**Activity**
Each line below from the one containing "For every <instance> block you" through the one containing "negative clicks: (14, 281) (20, 283)" should be output exactly as it stands, and no other line should appear.

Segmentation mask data
- - - -
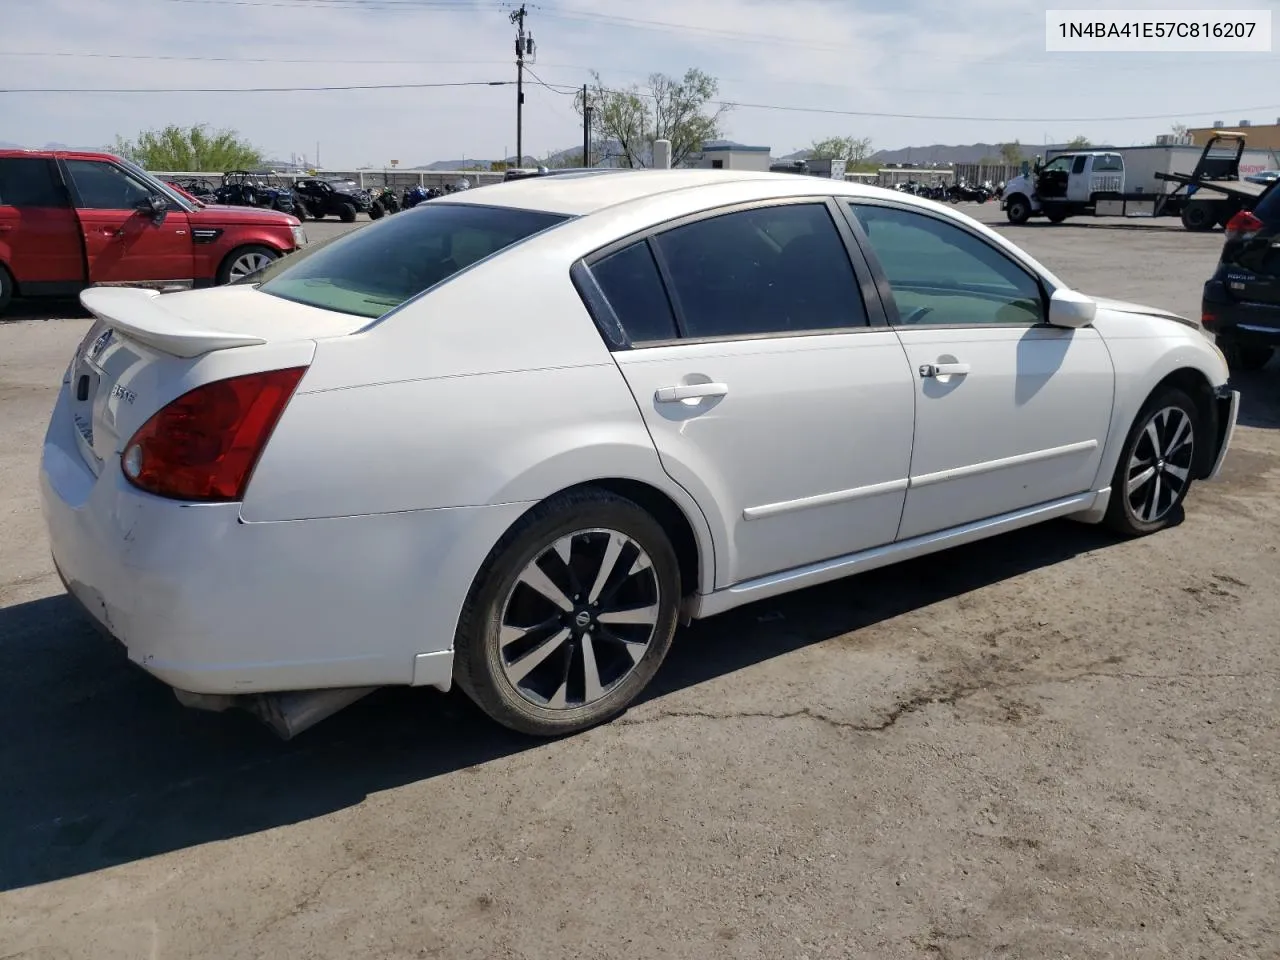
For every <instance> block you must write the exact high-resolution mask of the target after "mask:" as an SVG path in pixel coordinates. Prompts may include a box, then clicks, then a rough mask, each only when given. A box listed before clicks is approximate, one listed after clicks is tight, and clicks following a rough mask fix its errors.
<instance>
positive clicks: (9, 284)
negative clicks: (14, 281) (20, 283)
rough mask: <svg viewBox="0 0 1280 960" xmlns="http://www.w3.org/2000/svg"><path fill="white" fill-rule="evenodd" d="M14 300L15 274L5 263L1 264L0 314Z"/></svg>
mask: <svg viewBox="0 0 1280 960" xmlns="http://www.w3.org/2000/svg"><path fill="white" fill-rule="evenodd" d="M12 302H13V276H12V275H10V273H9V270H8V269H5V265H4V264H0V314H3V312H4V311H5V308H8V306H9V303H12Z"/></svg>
- - - -
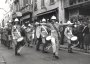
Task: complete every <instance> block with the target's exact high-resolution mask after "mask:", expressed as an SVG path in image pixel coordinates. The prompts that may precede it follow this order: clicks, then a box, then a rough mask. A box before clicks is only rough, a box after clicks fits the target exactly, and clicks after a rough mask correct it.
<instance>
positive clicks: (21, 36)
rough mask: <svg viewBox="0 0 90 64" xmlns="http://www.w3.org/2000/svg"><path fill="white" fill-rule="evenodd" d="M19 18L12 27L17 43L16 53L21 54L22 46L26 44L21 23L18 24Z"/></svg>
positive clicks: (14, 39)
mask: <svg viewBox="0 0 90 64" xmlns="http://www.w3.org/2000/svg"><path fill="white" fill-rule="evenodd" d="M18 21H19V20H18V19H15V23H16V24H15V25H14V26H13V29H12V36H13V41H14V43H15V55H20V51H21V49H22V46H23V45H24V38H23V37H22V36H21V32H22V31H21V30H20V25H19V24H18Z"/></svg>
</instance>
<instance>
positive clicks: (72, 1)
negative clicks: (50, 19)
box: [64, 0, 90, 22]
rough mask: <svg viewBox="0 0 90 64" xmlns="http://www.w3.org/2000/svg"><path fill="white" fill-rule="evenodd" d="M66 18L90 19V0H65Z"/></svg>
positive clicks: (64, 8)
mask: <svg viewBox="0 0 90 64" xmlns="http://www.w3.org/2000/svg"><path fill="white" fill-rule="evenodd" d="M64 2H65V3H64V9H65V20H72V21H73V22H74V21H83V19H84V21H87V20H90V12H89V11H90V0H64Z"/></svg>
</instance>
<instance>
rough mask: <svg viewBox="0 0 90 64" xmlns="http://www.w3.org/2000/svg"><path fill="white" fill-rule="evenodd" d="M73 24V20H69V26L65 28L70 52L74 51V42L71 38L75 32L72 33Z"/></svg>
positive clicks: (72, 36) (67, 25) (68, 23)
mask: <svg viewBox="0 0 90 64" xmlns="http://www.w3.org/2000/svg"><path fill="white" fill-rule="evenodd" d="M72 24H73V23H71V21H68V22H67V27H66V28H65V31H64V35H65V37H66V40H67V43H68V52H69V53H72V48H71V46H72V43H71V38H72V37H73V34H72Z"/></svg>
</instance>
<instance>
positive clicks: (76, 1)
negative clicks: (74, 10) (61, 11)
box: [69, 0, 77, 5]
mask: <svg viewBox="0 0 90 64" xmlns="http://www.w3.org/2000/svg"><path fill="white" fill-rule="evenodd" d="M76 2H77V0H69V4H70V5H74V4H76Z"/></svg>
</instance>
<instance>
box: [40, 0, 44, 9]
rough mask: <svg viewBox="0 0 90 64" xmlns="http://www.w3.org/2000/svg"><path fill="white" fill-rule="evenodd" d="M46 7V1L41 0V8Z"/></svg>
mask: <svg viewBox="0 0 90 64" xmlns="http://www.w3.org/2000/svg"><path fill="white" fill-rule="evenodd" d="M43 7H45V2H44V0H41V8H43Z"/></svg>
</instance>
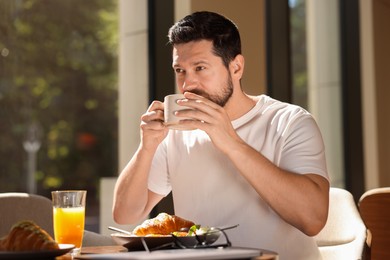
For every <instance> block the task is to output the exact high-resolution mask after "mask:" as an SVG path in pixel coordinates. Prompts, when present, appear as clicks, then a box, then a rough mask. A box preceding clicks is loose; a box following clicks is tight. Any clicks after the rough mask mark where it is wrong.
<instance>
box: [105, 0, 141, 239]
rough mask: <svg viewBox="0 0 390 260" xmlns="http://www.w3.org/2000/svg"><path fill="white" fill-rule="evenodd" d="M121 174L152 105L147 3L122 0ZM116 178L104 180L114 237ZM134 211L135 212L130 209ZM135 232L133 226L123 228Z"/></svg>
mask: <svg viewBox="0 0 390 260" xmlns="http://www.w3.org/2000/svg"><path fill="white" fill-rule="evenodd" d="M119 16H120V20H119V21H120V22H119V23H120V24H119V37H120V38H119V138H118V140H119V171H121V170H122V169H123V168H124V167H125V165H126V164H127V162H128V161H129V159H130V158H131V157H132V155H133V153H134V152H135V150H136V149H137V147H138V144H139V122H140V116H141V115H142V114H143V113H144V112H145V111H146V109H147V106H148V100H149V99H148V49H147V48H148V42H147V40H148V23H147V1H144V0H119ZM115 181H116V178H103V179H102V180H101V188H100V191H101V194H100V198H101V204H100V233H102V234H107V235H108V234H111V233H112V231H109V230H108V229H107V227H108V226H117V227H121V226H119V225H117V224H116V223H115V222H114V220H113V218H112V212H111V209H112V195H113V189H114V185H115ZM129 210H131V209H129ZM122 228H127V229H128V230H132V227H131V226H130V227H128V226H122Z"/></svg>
- - - -
**Result**
For every <instance> block you must write the exact high-resolution mask of the target after "mask:" as an SVG path in pixel coordinates. Prompts may include a box, then clicks, then a rough mask, each only when given. A box listed before clicks is approximate, one listed after clicks is tight, and clicks following a rough mask fix its errors.
<instance>
positive clicks: (9, 284)
negative clicks: (14, 281) (20, 283)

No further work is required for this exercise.